-- START Input rows --

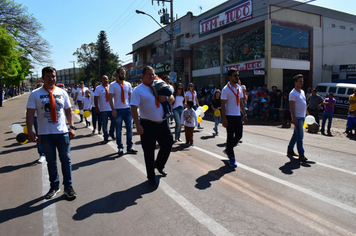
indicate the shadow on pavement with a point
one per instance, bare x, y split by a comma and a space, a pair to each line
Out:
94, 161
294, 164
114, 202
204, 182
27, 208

-- END Input rows --

Work to complete.
Rewrite the records above with "pavement" swapped for "sidewalk" and nothing else changed, leaving out the pictures.

Task solution.
indicate the shadow on sidewalk with a point
one per instance, bare x, y split by a comma and a space, a pair to each line
Out:
94, 161
294, 164
114, 202
204, 182
27, 208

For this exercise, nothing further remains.